• **GIVEN TEXT**
++++

Daniel’s vision in the eleventh chapter reveals that it will be a time when the Antichrist first removes the Temple sacrifices and three and a half years later he exalts himself above God. This tells us that the nation of Israel will succeed in rebuilding the Temple and reinstating the Temple services before the Great Tribulation begins. This will be a place where Gentiles are forbidden to enter because it will be against Jewish law.

Daniel 11:31, “And arms shall stand on his part, and they shall pollute the sanctuary of strength, and shall take away the daily sacrifice, and they shall place the abomination that maketh desolate.”

Daniel 11:36, “And the king shall do according to his will; and he shall exalt himself, and magnify himself above every god, and shall speak marvellous things against the God of gods, and shall prosper till the indignation be accomplished: for that that is determined shall be done.”

Daniel 11:45, “And he shall plant the tabernacles of his palace between the seas in the glorious holy mountain; yet he shall come to his end, and none shall help him.”

Daniel 12:11, “And from the time that the daily sacrifice shall be taken away, and the abomination that maketh desolate set up, there shall be a thousand two hundred and ninety days.”

++++

[Rows from a segmentation dataset]

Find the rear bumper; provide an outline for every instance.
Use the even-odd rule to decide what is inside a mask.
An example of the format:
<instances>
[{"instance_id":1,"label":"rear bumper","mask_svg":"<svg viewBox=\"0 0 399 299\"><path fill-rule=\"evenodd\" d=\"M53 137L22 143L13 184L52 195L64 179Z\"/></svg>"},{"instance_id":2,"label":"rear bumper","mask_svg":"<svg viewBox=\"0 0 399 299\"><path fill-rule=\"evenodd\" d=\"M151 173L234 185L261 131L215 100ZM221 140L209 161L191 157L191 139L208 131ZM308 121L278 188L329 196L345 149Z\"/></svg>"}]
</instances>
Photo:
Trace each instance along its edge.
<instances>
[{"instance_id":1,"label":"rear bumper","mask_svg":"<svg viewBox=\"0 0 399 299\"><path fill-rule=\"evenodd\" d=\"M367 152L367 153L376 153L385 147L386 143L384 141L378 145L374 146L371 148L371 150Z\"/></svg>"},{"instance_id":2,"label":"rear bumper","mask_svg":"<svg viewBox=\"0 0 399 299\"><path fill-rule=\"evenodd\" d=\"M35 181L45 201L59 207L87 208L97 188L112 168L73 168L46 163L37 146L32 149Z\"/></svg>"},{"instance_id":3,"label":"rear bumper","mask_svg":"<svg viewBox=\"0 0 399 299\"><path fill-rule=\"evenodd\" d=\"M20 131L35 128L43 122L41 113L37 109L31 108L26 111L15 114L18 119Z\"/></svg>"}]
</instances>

++++

• **EXERCISE OBJECTIVE**
According to the passage on Daniel's vision, what will the Antichrist first remove? The items have no connection to the passage on Daniel's vision.

• **REPLY TO THE TASK**
The Temple sacrifices.